## PROBLEM
Please count the lines in the data below that contain the word "scarf", and reply with only that number.

## DATA SHOWN
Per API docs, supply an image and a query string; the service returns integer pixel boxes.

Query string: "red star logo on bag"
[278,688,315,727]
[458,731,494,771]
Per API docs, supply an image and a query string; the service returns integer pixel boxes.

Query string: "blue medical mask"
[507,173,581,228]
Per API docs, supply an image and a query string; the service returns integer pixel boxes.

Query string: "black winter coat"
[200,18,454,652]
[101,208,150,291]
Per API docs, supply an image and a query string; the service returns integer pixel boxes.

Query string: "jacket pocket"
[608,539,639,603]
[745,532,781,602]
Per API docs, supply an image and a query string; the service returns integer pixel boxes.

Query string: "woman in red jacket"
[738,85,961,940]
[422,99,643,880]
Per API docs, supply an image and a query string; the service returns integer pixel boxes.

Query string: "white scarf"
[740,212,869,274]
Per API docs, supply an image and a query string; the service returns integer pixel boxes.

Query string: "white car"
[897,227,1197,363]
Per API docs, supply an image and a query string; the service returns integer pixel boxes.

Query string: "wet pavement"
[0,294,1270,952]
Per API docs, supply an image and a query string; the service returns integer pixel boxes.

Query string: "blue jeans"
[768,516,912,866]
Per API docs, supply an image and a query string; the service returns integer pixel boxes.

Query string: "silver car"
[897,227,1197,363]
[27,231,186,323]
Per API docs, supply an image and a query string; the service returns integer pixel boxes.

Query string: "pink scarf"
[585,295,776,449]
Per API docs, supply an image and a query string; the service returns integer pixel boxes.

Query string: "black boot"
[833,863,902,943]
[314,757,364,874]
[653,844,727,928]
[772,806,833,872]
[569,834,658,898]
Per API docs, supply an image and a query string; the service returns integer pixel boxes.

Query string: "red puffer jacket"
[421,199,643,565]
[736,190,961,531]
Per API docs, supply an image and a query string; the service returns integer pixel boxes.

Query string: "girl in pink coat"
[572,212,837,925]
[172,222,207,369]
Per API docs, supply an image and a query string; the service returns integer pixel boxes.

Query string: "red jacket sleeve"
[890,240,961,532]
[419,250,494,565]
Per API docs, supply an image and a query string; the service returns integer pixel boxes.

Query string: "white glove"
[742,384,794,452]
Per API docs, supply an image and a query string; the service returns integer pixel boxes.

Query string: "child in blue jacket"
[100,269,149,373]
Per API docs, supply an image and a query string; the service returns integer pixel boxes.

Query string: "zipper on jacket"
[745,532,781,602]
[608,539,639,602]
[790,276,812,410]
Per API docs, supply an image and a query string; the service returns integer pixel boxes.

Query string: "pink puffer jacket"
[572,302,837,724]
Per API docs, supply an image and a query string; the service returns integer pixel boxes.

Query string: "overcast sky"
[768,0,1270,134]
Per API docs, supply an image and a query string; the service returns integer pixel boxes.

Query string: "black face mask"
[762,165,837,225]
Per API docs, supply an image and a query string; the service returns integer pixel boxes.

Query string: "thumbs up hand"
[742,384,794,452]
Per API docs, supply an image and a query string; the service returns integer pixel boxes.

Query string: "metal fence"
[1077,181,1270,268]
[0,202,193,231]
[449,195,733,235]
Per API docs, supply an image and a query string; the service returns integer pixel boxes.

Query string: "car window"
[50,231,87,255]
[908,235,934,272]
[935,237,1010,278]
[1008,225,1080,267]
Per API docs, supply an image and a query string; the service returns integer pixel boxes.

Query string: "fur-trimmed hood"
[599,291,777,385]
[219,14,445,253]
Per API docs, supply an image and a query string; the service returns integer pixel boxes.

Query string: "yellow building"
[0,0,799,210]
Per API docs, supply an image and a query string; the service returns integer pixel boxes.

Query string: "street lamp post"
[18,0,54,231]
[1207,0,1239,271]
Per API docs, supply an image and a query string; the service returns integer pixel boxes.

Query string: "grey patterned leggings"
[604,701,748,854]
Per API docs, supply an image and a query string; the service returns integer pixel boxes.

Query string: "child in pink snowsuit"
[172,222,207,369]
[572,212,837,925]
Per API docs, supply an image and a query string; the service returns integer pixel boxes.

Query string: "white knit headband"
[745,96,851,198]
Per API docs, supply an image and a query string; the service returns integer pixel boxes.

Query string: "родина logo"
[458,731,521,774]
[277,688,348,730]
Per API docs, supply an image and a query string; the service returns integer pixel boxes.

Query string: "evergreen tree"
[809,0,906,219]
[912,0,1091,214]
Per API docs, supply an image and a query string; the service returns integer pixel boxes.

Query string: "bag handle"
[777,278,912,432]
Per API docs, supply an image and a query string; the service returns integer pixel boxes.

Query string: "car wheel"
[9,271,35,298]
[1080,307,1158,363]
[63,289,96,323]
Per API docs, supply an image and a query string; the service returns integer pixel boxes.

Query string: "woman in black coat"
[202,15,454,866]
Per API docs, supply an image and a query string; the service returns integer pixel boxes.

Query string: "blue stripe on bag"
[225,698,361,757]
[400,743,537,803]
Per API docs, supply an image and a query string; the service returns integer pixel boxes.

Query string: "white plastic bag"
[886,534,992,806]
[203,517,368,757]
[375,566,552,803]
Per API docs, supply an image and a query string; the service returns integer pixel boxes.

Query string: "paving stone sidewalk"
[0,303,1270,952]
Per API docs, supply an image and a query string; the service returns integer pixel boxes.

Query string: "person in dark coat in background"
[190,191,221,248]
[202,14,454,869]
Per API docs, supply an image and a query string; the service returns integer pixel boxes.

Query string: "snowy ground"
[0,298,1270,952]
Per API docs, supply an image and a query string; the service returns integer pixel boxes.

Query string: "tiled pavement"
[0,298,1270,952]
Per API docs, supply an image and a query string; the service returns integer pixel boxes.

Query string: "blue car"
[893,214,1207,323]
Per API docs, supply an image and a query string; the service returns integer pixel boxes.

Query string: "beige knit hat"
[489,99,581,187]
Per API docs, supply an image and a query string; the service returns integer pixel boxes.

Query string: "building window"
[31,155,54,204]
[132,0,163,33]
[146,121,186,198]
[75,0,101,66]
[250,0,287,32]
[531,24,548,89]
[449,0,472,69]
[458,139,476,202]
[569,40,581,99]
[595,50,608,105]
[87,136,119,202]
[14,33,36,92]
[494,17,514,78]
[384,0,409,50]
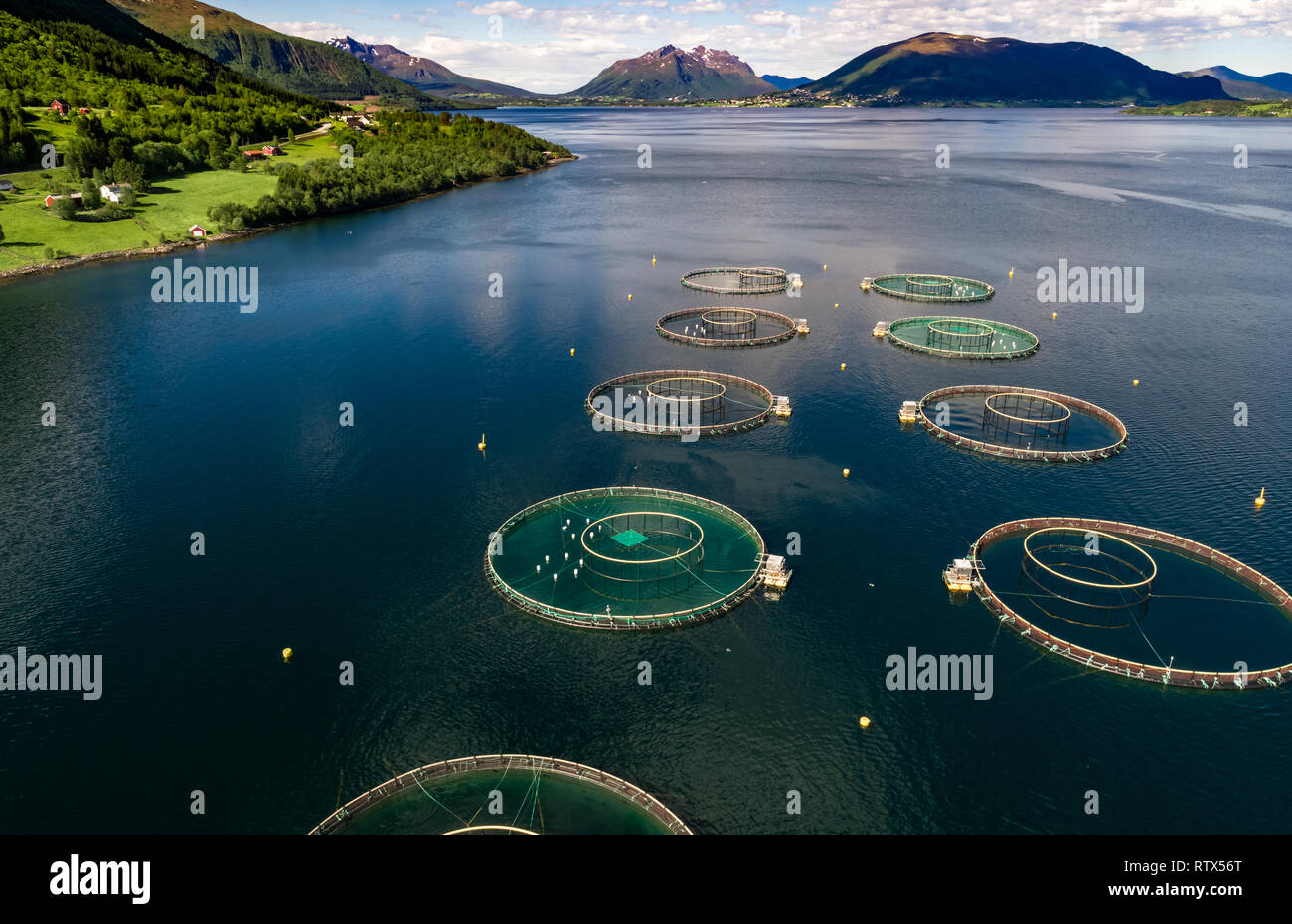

## SOLUTION FOR THIS EXERCISE
2